- **Supplied text**
- - -
Page 1 of 2 DOLLAR CRISIS IN THE MAKING, Part 1
Before the stampede
By W Joseph Stroupe
Increasingly ominous clouds are gathering in what could soon be the perfect
storm against the United States dollar and against the present dollar-centric
global financial order.
This is not shaping up to be a storm that anyone is trying to initiate, not
even those who are actively driving for a new global financial order that is no
longer centered on the dollar. Instead, it will result from a correlation of
forces arising out of the deepening global financial and economic crises,
coupled with recurring and conspicuous miscalculation on the part of some of
the world's political, financial and economic leaders.
The storm has the potential to cause upheaval on a grand scale, opening the
door to swift, and largely uncontrolled, fundamental transformation.
As is widely recognized, the present financial order that is
inordinately reliant on the US dollar must some day give way to a new order
that is more balanced, stable, resilient and reliable, one that is based on
multiple currencies and that therefore won't be plagued by the extremely
dangerous structural drawback of an increasingly worrisome elemental single
point of failure (the dollar).
But if the current dollar-centric financial order should become more seriously
shaken than it already has been, perhaps even suffering a collapse, as a
casualty of the present deepening global crisis, then the transition to any new
global financial order is most likely to be disorderly, disruptive and
unmanageable rather than gradual and orderly.
- - -
A block of data
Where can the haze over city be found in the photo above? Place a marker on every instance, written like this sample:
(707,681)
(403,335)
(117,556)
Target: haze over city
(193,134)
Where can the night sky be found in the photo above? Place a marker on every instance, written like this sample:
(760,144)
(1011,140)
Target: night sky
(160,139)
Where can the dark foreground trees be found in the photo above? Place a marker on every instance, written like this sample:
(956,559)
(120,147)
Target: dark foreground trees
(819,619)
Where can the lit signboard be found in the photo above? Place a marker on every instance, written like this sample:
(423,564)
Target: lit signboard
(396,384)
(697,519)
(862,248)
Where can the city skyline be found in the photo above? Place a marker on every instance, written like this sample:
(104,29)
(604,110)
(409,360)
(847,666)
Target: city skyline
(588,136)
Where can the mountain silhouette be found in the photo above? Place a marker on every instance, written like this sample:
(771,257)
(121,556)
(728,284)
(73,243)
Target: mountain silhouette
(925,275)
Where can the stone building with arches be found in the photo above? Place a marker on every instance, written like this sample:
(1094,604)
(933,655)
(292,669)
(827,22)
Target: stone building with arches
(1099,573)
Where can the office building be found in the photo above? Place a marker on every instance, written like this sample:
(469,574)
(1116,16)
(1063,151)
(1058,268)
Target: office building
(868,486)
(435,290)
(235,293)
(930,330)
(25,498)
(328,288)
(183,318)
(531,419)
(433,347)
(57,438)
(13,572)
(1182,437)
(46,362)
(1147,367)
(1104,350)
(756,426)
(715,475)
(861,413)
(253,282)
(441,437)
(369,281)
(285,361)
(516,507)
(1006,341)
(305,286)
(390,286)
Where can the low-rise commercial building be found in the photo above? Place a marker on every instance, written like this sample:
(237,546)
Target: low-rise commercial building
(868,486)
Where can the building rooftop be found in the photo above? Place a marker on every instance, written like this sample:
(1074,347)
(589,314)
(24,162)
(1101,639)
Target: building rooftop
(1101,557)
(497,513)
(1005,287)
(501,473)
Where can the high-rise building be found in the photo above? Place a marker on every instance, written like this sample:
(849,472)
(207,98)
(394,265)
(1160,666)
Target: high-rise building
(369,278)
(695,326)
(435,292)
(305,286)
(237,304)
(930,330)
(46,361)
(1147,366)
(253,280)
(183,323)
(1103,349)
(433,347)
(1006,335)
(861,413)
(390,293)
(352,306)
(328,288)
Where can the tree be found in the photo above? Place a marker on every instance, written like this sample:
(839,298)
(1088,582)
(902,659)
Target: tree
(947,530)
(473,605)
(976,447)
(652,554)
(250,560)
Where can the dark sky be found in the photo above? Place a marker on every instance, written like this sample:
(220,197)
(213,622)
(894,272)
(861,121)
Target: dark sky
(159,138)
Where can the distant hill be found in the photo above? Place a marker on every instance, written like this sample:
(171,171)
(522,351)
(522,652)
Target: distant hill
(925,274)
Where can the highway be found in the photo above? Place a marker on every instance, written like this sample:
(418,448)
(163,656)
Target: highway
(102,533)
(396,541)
- - -
- **Tasks for this exercise**
(1) Answer these questions from the article on the dollar crisis.
(a) What does the storm against the dollar result from?
(b) What four qualities should the new multi-currency order have?
(c) How is the transition likely to go if the dollar-centric order is shaken more seriously or collapses?
(2) Update the stretch of the article on the dollar crisis from "The storm has" through "failure (the dollar).", and write it out with "upheaval" replaced by "turmoil".
The records are separate material, unrelated to the article on the dollar crisis.

- **Responses to the exercise**
(1)
(a) A correlation of forces arising out of the deepening global financial and economic crises, coupled with recurring and conspicuous miscalculation by some of the world's political, financial and economic leaders.
(b) More balanced, stable, resilient and reliable.
(c) Disorderly, disruptive and unmanageable rather than gradual and orderly.

(2)
The storm has the potential to cause turmoil on a grand scale, opening the
door to swift, and largely uncontrolled, fundamental transformation.
As is widely recognized, the present financial order that is
inordinately reliant on the US dollar must some day give way to a new order
that is more balanced, stable, resilient and reliable, one that is based on
multiple currencies and that therefore won't be plagued by the extremely
dangerous structural drawback of an increasingly worrisome elemental single
point of failure (the dollar).